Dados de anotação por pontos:
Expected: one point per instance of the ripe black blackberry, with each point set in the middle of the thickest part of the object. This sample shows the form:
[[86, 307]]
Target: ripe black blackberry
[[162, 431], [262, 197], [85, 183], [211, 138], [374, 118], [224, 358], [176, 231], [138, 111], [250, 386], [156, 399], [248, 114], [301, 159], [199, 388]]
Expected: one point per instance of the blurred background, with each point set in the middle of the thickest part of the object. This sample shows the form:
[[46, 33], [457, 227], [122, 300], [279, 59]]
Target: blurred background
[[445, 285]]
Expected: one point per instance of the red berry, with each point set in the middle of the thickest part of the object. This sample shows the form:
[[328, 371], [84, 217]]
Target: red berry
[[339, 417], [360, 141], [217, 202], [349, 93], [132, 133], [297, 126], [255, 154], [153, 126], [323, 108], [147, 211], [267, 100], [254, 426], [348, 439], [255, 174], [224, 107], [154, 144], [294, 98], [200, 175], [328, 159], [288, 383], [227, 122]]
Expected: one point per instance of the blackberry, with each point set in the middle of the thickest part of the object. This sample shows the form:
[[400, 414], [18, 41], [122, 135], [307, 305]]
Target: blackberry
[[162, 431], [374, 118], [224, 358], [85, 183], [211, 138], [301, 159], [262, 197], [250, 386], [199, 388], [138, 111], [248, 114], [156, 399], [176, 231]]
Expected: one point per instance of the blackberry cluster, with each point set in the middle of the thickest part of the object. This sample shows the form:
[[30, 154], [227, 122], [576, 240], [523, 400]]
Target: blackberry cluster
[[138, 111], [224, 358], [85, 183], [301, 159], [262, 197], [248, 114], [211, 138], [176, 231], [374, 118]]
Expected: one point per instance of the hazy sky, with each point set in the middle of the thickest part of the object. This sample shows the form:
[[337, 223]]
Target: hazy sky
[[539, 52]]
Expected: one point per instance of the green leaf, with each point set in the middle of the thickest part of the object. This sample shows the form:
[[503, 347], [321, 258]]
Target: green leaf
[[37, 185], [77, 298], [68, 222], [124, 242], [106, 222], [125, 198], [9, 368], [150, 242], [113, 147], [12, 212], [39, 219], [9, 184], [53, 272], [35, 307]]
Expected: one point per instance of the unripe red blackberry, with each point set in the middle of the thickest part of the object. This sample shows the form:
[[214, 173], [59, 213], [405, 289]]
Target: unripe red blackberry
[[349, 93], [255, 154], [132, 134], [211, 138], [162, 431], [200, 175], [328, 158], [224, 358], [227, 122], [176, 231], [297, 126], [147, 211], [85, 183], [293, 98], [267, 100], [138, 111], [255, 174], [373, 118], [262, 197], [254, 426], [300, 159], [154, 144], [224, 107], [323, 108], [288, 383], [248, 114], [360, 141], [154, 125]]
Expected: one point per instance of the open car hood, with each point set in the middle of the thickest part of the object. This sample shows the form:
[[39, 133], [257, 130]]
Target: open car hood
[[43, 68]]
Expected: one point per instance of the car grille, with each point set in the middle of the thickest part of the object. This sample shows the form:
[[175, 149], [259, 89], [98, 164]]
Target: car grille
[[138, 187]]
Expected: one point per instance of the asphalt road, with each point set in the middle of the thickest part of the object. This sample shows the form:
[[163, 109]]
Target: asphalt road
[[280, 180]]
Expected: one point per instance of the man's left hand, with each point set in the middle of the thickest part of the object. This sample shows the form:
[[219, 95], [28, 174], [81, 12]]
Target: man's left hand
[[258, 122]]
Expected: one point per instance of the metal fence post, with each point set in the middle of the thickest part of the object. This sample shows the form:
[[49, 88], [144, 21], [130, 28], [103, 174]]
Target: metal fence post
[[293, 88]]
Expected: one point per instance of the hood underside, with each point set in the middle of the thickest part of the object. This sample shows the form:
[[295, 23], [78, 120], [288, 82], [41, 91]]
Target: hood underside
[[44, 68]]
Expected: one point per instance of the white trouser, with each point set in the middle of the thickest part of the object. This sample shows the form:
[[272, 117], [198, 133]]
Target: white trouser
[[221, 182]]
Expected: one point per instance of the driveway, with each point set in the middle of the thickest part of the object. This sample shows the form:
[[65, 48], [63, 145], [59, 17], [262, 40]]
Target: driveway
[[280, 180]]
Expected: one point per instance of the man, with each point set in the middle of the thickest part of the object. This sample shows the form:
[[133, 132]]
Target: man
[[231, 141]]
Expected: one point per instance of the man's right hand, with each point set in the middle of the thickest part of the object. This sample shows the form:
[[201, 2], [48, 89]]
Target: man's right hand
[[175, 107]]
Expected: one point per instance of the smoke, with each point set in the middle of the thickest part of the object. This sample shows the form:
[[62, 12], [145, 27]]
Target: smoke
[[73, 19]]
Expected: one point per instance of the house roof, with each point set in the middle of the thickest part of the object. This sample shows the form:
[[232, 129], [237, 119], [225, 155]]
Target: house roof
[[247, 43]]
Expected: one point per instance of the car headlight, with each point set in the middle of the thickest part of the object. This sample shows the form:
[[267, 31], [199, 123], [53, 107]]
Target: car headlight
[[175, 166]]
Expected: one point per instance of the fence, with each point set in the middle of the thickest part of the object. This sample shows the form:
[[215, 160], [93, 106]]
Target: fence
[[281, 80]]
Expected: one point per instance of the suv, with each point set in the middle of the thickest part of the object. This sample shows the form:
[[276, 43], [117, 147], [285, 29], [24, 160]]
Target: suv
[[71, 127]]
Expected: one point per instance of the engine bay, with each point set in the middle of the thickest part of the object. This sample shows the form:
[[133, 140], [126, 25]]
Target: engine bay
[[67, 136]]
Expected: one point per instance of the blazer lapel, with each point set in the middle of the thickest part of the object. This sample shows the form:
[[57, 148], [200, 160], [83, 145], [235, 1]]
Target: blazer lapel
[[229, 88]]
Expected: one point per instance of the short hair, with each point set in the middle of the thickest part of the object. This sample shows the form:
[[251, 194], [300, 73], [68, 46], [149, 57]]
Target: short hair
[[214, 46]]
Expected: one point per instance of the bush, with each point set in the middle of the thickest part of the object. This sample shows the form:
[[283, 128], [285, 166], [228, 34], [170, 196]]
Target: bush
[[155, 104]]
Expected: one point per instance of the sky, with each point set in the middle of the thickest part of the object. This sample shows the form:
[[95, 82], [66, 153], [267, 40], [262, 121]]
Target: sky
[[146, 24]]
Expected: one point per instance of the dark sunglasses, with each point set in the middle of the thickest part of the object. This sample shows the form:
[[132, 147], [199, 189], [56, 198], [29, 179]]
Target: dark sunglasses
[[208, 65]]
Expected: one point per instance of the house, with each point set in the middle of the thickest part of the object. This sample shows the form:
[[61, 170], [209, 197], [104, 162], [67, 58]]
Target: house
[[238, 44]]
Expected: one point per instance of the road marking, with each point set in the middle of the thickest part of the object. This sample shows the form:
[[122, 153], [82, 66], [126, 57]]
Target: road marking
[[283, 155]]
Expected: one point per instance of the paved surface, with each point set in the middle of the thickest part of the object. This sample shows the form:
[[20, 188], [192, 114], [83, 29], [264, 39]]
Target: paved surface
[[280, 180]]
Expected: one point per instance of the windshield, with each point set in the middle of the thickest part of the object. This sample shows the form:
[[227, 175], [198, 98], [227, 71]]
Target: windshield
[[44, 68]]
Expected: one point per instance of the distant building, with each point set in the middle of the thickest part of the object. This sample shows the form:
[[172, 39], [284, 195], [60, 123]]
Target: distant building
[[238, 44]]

### Instruções da tarefa
Reproduza todas as linhas acima, sem nenhuma alteração.

### A resposta
Expected: one point per instance of the ripe black blackberry, with each point set in the middle of the thickest part of the object. This sample shows the form:
[[86, 307]]
Target: ripe black blackberry
[[162, 431], [262, 197], [85, 183], [211, 138], [374, 118], [224, 358], [176, 231], [138, 111], [250, 386], [156, 399], [248, 114], [301, 159], [199, 388]]
Expected: one point per instance of the blurred background, with each point set in the middle of the thickest part of the object. This sample shows the form:
[[46, 33], [457, 227], [122, 300], [279, 59]]
Target: blurred background
[[445, 285]]
Expected: one point per instance of the red berry, with each point set in the middle of the thickest part of the object. This sample shows the form:
[[328, 371], [84, 217]]
Target: red berry
[[339, 417], [360, 141], [217, 202], [349, 93], [132, 133], [297, 126], [255, 154], [153, 126], [323, 108], [147, 211], [267, 100], [254, 426], [348, 439], [255, 174], [224, 107], [154, 144], [294, 98], [200, 175], [328, 159], [288, 383], [227, 122]]
Expected: one point per instance of the blackberry, with each point set in the middle of the thickest part of the object. This sample shows the form:
[[400, 414], [18, 41], [122, 135], [307, 305]]
Target: blackberry
[[162, 431], [374, 118], [224, 358], [85, 183], [211, 138], [301, 159], [262, 197], [250, 386], [199, 388], [138, 111], [248, 114], [156, 399], [176, 231]]
Expected: one point per instance of the blackberry cluster, with each point set in the middle of the thickest part of the object. This sample shows the form:
[[30, 154], [227, 122], [576, 240], [523, 400]]
Target: blackberry cluster
[[138, 111], [224, 358], [85, 183], [301, 159], [262, 197], [248, 114], [211, 138], [176, 231], [374, 118]]
Expected: one point per instance of the hazy sky, with each point set in the middle of the thickest part of the object. This sample shows the form:
[[337, 223]]
Target: hazy sky
[[539, 52]]
Expected: one point per instance of the green leaf, with each point set in the middle of the thickest part of the object. This sample shows the form:
[[503, 347], [321, 258]]
Target: green leaf
[[37, 185], [77, 298], [68, 222], [124, 242], [106, 222], [125, 198], [9, 368], [150, 242], [113, 147], [12, 212], [39, 219], [9, 184], [53, 272], [35, 307]]
Expected: one point per instance of the unripe red blackberry, with each point set in the middle of the thickest part of the object. This sample shows the form:
[[214, 173], [59, 213], [405, 289]]
Target: unripe red blackberry
[[349, 93], [255, 154], [132, 134], [211, 138], [162, 431], [200, 175], [328, 158], [224, 358], [227, 122], [176, 231], [297, 126], [147, 211], [85, 183], [293, 98], [267, 100], [138, 111], [255, 174], [373, 118], [262, 197], [254, 426], [300, 159], [154, 144], [224, 107], [323, 108], [288, 383], [248, 114], [360, 141], [154, 125]]
Expected: one point per instance of the open car hood, with each point set in the middle of the thickest part of the object. This sample shows the form:
[[39, 133], [257, 130]]
Target: open car hood
[[43, 68]]
Expected: one point per instance of the car grille, with each point set in the middle of the thickest part of the object. This sample shows the form:
[[175, 149], [259, 89], [98, 164]]
Target: car grille
[[138, 187]]
Expected: one point per instance of the asphalt road, with each point set in the middle of the thickest part of the object. This sample shows the form:
[[163, 109]]
Target: asphalt road
[[280, 180]]
Expected: one point per instance of the man's left hand, with each point set in the middle of the thickest part of the object. This sample shows the form:
[[219, 95], [28, 174], [81, 12]]
Target: man's left hand
[[258, 122]]
Expected: one point per instance of the metal fence post, with each point set in the middle of the thickest part of the object. This sample shows the form:
[[49, 88], [144, 21], [130, 28], [103, 174]]
Target: metal fence post
[[293, 88]]
Expected: one point per instance of the hood underside, with each point set in the middle of the thickest part of the object. This sample shows the form:
[[295, 23], [78, 120], [288, 82], [41, 91]]
Target: hood underside
[[44, 68]]
Expected: one point per instance of the white trouser, with each point set in the middle of the thickest part of the object. This sample shows the form:
[[272, 117], [198, 133]]
Target: white trouser
[[221, 182]]
Expected: one point per instance of the driveway, with each point set in the middle of the thickest part of the object. This sample shows the form:
[[65, 48], [63, 145], [59, 17], [262, 40]]
Target: driveway
[[280, 180]]
Expected: one point per instance of the man, with each point set in the middle of the thickest part of the object. This sample shows the form:
[[133, 132]]
Target: man
[[231, 141]]
Expected: one point per instance of the man's right hand, with each point set in the middle of the thickest part of the object. This sample shows the form:
[[201, 2], [48, 89]]
Target: man's right hand
[[175, 107]]
Expected: one point per instance of the smoke, with each point set in the middle of the thickest part of the object. This sample shows the form:
[[62, 12], [145, 27]]
Target: smoke
[[73, 19]]
Expected: one point per instance of the house roof, with each point set in the middle of the thickest part of the object. This sample shows the form:
[[232, 129], [237, 119], [225, 155]]
Target: house roof
[[247, 43]]
Expected: one point per instance of the car headlight, with each point set in the middle of the thickest part of the object. This sample shows the form:
[[267, 31], [199, 123], [53, 107]]
Target: car headlight
[[175, 166]]
Expected: one point per instance of the fence, with each point set in the middle of the thickest part of the object. This sample shows the form:
[[215, 160], [93, 106]]
Target: fence
[[281, 80]]
Expected: one point per instance of the suv, with each point set in the middle of the thickest part of the object. This sample shows the form:
[[276, 43], [117, 147], [285, 29], [24, 160]]
Target: suv
[[71, 127]]
Expected: one point per instance of the engine bay, with each point set in the middle of the thickest part of the object. This sample shows the form:
[[133, 140], [126, 25]]
Target: engine bay
[[67, 136]]
Expected: one point per instance of the blazer lapel, with each point set in the middle of the thickest part of the object. This sample shows the form:
[[57, 148], [200, 160], [83, 145], [235, 1]]
Target: blazer lapel
[[229, 88]]
Expected: one point per instance of the short hair, with each point set in the middle of the thickest part of the object. This sample shows the form:
[[251, 194], [300, 73], [68, 46], [149, 57]]
Target: short hair
[[214, 46]]
Expected: one point per instance of the bush, with each point set in the middle of the thickest part of the object. This sample shows the form:
[[283, 128], [285, 166], [228, 34], [170, 196]]
Target: bush
[[155, 104]]
Expected: one point per instance of the sky, with each point set in the middle of the thickest part of the object. This sample shows the form:
[[95, 82], [66, 153], [267, 40], [262, 121]]
Target: sky
[[146, 24]]
Expected: one point per instance of the dark sunglasses, with each point set in the middle of the thickest part of the object. This sample shows the form:
[[132, 147], [199, 189], [56, 198], [29, 179]]
Target: dark sunglasses
[[208, 65]]
Expected: one point per instance of the house, with each point set in the middle of the thickest part of the object. This sample shows the form:
[[61, 170], [209, 197], [104, 162], [67, 58]]
Target: house
[[238, 44]]
Expected: one point per instance of the road marking, with each point set in the middle of the thickest part of the object. This sample shows the form:
[[122, 153], [82, 66], [126, 57]]
Target: road marking
[[283, 155]]
Expected: one point per instance of the paved surface, with each point set in the middle of the thickest part of the object. This sample shows the form:
[[20, 188], [192, 114], [83, 29], [264, 39]]
Target: paved surface
[[280, 180]]
Expected: one point per instance of the windshield, with each point set in the middle of the thickest part of the object. This sample shows the form:
[[227, 175], [198, 98], [227, 71]]
Target: windshield
[[44, 68]]
Expected: one point per instance of the distant building, with each point set in the middle of the thickest part of the object. This sample shows the form:
[[172, 39], [284, 195], [60, 123]]
Target: distant building
[[238, 44]]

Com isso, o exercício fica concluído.